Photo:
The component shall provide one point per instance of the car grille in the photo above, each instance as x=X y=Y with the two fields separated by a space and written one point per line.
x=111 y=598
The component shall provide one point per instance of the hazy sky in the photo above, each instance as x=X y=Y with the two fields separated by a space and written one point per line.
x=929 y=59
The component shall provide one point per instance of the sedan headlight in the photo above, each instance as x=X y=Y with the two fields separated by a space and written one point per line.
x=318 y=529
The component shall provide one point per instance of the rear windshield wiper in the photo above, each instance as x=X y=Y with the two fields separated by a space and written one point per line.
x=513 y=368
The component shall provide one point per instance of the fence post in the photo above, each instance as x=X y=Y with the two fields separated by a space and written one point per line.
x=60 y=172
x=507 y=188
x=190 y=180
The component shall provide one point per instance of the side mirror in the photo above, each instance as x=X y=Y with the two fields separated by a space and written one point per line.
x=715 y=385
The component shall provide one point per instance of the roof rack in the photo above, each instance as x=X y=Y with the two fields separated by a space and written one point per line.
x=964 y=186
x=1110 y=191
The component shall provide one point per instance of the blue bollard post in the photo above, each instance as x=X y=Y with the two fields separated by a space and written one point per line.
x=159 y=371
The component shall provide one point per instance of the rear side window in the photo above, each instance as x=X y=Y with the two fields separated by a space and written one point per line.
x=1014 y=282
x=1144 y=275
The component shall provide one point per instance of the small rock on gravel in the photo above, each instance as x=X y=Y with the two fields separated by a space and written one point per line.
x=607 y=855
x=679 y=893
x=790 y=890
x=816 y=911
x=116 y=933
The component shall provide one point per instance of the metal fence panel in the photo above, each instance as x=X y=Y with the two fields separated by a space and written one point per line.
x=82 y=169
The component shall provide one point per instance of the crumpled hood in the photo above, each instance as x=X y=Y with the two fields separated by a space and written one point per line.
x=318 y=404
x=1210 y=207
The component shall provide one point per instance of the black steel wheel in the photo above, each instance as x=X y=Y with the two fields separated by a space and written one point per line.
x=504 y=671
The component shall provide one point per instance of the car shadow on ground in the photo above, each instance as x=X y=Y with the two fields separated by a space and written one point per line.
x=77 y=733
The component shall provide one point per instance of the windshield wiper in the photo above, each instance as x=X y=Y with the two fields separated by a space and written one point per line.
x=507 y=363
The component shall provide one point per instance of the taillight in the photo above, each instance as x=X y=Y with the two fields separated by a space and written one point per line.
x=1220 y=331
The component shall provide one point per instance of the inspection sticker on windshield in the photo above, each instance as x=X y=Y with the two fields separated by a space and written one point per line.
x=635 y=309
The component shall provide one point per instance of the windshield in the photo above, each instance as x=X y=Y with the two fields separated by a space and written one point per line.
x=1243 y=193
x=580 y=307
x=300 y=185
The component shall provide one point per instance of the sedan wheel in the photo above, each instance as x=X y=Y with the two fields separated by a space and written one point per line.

▶ WORK INSTRUCTION
Output all records exactly, with nothing added or dropped.

▶ RESPONSE FOR THIS EXERCISE
Photo:
The component shall provide one point per instance of the car grille in the photo above, each instance as x=X y=Y with the two fields separated by a space and written one point per line.
x=111 y=598
The component shall provide one point per instance of the hazy sky in the photo above, each instance as x=X y=Y with the two fields separated by a space and written one point per line.
x=929 y=59
The component shall provide one point per instance of the sedan headlight in the photo above, each instance as x=X y=Y with the two fields separated by a space and written one point per line.
x=318 y=529
The component shall provide one point per instance of the rear windshield wiper in the photo above, each instance as x=X y=Y with the two fields separated by a space and written one point per line.
x=513 y=368
The component shall provide one point per instance of the fence post in the photo above, each instance as x=X y=Y with the two fields separated by a space and written one point per line.
x=60 y=172
x=507 y=188
x=190 y=180
The component shall provide one point per instance of the side mirror in the photo above, each instance as x=X y=Y with the two fields separated by a space and written one point per line.
x=715 y=385
The component shall provide one point per instance of the roof rack in the photo above, each instance as x=X y=Y with the two fields separated by a space and written one point per line.
x=964 y=186
x=1110 y=191
The component shall provide one point per instance of the blue bollard post in the photo above, each instance as x=X y=Y with the two fields separated by a space and written one point per line.
x=159 y=371
The component shall provide one point per instance of the rear side window in the photo above, each instance as x=X y=Y with the two fields separated by a space and written one point per line.
x=1014 y=282
x=1144 y=275
The component shall provide one point per instance of the small rock on gravel in the photo above, each instance as x=X y=Y with the two fields separated by a space and written one point per line.
x=607 y=855
x=679 y=893
x=790 y=890
x=816 y=911
x=116 y=933
The component shall provide one point per instance of the metal fence panel in the photo above, each instance as x=X y=Y with the two fields separated by a space and written one point per line.
x=82 y=169
The component shall provide one point per instance of the crumpled hood in the photo above, each instance as x=X y=Y with the two fields separated by a space and written one point per line.
x=318 y=404
x=1210 y=207
The component shall provide one point per instance of the black steel wheel in the photo above, each instance as x=X y=Y with the two fields separated by a space and written one point per line.
x=504 y=671
The component shall provide one point per instance of the car shadow on ground in the photo above, each instance as x=X y=Y with the two fields separated by a space and written one point per line.
x=77 y=733
The component shall provide one point per instance of the windshield wiper in the photo above, each instance as x=X y=Y with the two fields separated by a space and written one point per line.
x=507 y=363
The component shall provide one point per instance of the taillight in the photo above, each instance as x=X y=Y with the two fields separated by a space and written one point per line.
x=1220 y=331
The component shall provide one point per instance of the inspection sticker on windshield in the photo above, each instance as x=X y=Y with the two fields separated by a space and written one point per line.
x=635 y=309
The component shall provide one point per instance of the windshield in the photo above, each instance as x=X y=Y with the two fields separated by a space and written one point per line.
x=1243 y=193
x=580 y=307
x=300 y=185
The component shall provide one point per instance of the sedan wheel in the photo above, each instance as x=X y=Y with the two fields separated by a space and written one point per line.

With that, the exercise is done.